What needs to be done = Send back every record exactly.

Dataset excerpts =
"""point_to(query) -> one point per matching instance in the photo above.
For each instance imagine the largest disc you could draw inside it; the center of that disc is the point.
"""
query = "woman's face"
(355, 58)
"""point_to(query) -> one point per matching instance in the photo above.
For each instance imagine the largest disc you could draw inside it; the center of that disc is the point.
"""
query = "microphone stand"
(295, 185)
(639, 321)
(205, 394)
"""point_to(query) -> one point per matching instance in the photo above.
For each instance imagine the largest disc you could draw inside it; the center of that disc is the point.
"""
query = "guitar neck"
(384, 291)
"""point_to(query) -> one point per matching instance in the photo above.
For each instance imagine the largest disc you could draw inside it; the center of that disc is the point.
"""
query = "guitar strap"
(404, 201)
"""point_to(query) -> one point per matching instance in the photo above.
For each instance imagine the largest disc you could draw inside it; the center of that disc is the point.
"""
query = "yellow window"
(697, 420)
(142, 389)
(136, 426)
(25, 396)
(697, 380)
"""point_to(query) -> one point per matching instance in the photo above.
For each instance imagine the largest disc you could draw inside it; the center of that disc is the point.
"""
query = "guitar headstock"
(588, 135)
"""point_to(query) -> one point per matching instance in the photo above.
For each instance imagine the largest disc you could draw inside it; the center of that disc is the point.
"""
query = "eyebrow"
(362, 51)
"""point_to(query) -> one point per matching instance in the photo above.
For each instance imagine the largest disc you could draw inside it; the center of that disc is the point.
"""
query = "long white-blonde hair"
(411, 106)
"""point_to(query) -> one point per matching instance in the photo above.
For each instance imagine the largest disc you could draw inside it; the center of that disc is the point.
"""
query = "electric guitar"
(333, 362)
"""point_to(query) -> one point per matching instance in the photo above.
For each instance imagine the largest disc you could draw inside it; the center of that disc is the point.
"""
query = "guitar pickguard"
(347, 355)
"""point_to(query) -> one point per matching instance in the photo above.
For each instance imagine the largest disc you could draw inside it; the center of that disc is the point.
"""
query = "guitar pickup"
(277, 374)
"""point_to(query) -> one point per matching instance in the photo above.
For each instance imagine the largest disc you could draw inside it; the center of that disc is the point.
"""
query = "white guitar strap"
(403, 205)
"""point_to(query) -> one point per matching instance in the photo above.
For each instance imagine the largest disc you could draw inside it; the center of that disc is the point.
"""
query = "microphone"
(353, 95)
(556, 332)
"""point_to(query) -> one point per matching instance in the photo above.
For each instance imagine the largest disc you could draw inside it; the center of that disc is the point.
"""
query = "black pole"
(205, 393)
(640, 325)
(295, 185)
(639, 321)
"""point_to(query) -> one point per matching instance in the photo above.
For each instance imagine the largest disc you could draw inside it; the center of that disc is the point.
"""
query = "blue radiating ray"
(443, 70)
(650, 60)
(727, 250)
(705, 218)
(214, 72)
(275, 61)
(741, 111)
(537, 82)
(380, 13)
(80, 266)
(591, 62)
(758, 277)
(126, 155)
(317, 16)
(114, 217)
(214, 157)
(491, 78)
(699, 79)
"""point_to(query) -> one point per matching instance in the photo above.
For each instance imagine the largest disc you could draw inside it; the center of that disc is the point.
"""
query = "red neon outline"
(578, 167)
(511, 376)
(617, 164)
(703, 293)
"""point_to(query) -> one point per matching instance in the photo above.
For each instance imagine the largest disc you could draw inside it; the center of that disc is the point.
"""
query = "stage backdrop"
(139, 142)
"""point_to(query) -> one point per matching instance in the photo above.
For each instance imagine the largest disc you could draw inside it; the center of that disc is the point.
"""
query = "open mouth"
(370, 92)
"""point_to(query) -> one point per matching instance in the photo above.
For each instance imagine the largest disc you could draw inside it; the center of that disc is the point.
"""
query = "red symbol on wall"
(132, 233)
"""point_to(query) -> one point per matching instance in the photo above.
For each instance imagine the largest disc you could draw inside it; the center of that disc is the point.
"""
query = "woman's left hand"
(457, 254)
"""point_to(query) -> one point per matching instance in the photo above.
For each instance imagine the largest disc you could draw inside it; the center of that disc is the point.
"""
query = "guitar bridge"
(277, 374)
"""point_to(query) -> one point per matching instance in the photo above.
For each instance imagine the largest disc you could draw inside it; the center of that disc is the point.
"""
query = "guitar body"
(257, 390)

Answer area =
"""point_to(query) -> one point per matching instance in the photo above.
For each instance imagine the largest disc you could draw inside it; the center of that disc is the point.
"""
query = "woman's face"
(355, 58)
"""point_to(query) -> one point per matching instance in the photo above.
For each instance imagine the largest disc you could draw inside it; the center of that disc is the point.
"""
query = "microphone stand"
(295, 185)
(639, 321)
(205, 394)
"""point_to(query) -> one point per matching instance in the photo above.
For each instance imagine the largest disc you could draw inside it; the center of that disc is the point.
"""
query = "guitar neck"
(384, 291)
"""point_to(query) -> one point per matching instance in the photo above.
For each instance imagine the largest disc you could draw inside it; the center of that disc is the point.
"""
query = "guitar strap"
(404, 201)
"""point_to(query) -> one point per matching instance in the photo above.
For each instance imagine the largest disc you could draw inside it; the center of that disc is the point.
"""
query = "yellow window"
(697, 420)
(142, 389)
(136, 426)
(25, 396)
(697, 380)
"""point_to(query) -> one point per matching instance in the photo above.
For each instance imagine the largest disc you could draw inside it; the center of that disc is the point.
"""
query = "guitar headstock"
(588, 135)
"""point_to(query) -> one point per matching instance in the photo above.
For each instance imagine the largest disc you could draw inside it; the center of that disc is the point.
"""
query = "eyebrow"
(362, 51)
"""point_to(query) -> one point per matching instance in the photo above.
For each instance imagine the largest disc you could draw inside it; the center of that disc is the point.
"""
query = "long white-blonde hair"
(411, 106)
"""point_to(query) -> one point per matching instance in the photo above.
For each instance imagine the largest disc you could draw inside it; the center of that disc is the point.
"""
query = "electric guitar"
(333, 362)
"""point_to(query) -> one point per matching instance in the photo above.
For each instance imagine the largest disc you could draw inside it; the center of that disc is the point.
"""
query = "guitar pickguard"
(347, 355)
"""point_to(query) -> one point per matching instance in the photo above.
For each instance imagine the largest disc you could draw inside it; the center of that disc is the point.
"""
query = "guitar pickup"
(277, 374)
"""point_to(query) -> one point per matching instance in the photo above.
For each instance imagine the largest disc you could draw inside it; the center of that disc is the point.
"""
query = "white guitar strap"
(403, 205)
"""point_to(query) -> one point per matching instance in the photo above.
For each instance imagine the largest disc you could draw inside it; the center of that disc is the point.
"""
query = "microphone"
(353, 95)
(556, 332)
"""point_to(query) -> one point per matching instance in the photo above.
For each instance imagine the largest disc you could draw inside it; the center of that disc is the point.
"""
query = "black pole"
(205, 393)
(640, 325)
(295, 185)
(639, 321)
"""point_to(query) -> one point per matching instance in the photo above.
For each instance imagine the largest disc you could draw inside it; the center of that disc is the point.
"""
query = "blue radiating ray"
(443, 70)
(650, 60)
(727, 250)
(705, 218)
(214, 72)
(275, 61)
(741, 111)
(537, 82)
(380, 13)
(80, 266)
(591, 62)
(758, 277)
(126, 155)
(317, 16)
(114, 217)
(214, 157)
(491, 78)
(699, 79)
"""point_to(query) -> one point per matching instance in the photo above.
For each instance imagine the largest disc you could draw inside it; the center of that disc is the point.
"""
query = "red neon outline"
(578, 167)
(511, 376)
(617, 164)
(703, 293)
"""point_to(query) -> one point per matching instance in the photo above.
For each instance imagine the largest disc you could draw inside it; the center of that disc is the point.
"""
query = "stage backdrop"
(139, 142)
"""point_to(query) -> one point per matching instance in the photo above.
For each instance imagine the largest disc you could draw inside it; the center of that disc is the point.
"""
query = "open mouth"
(370, 92)
"""point_to(query) -> one point per matching instance in the photo above.
For each instance imagine the largest disc you could draw inside it; the center of that disc is the point.
"""
query = "red symbol on wall"
(132, 233)
"""point_to(query) -> one point per matching instance in the photo above.
For each instance imagine the largest disc you could draw inside it; the center of that disc is the point.
"""
query = "woman's left hand"
(457, 254)
"""point_to(query) -> one point per matching instance in the photo above.
For each instance imagine the largest disc you could draw inside it; the center of that disc is the point.
"""
query = "guitar bridge"
(277, 374)
"""point_to(query) -> one point per matching instance in the photo above.
For each instance imagine the largest disc you could draw inside it; the center of that disc is the point.
"""
query = "guitar body"
(257, 390)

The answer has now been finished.